GIVEN TEXT:
Subscribe to DSC Newsletter

Scale your vision! (about scalability)

Guest forum post by fatih hamurcu

            In any sources, I am certain you have heard “the more data, the more valuable insights”. In contrast, have you ever wondered how to practice on Big Data, not only in algorithmic aspect?

            I have done, in my opinion, very comprehensive research on techniques of practicing Big Data. While doing research, I always thought, somehow, I will help someone to build their own technology stack for their Data Science job.  Anyway, let us start the article with Technology Selection:

            It is interestingly true that each of the hardware technologies listed below has been used for implementing/running Data Mining algorithms. In addition, research done on them has still continuing, that is tomorrow, scientists will amaze us with incredible speed up on execution/construction of data model. Indeed, recent experimentations are enough to utilize them for daily Data Science job. For instance, GPU’s built-in features such as map, reduce, scatter & gather, can be used for high performance, streamed, arithmetic and matrix based operations in consideration with map-reduce approach. Here, feed your vision with;

  • CPU: Preferable to do Data-Independent Parallelization at CPU Instruction Level with SSE, which is streaming SIMD Extensions vector capabilities, and MMX Instructions
  • Multicore: Preferable to benefit from multicore technologies with Pthreads or OpenML.

DATA SECTION:
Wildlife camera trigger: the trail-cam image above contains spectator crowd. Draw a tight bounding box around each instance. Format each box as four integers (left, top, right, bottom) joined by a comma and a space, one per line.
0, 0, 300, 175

YOUR TASK: From the post on scalability, extract the passage from "It is interestingly" up to and including "Pthreads or OpenML.". The data plays no part in what follows.

OUTPUT FOR THIS TASK:
It is interestingly true that each of the hardware technologies listed below has been used for implementing/running Data Mining algorithms. In addition, research done on them has still continuing, that is tomorrow, scientists will amaze us with incredible speed up on execution/construction of data model. Indeed, recent experimentations are enough to utilize them for daily Data Science job. For instance, GPU’s built-in features such as map, reduce, scatter & gather, can be used for high performance, streamed, arithmetic and matrix based operations in consideration with map-reduce approach. Here, feed your vision with;

  • CPU: Preferable to do Data-Independent Parallelization at CPU Instruction Level with SSE, which is streaming SIMD Extensions vector capabilities, and MMX Instructions
  • Multicore: Preferable to benefit from multicore technologies with Pthreads or OpenML.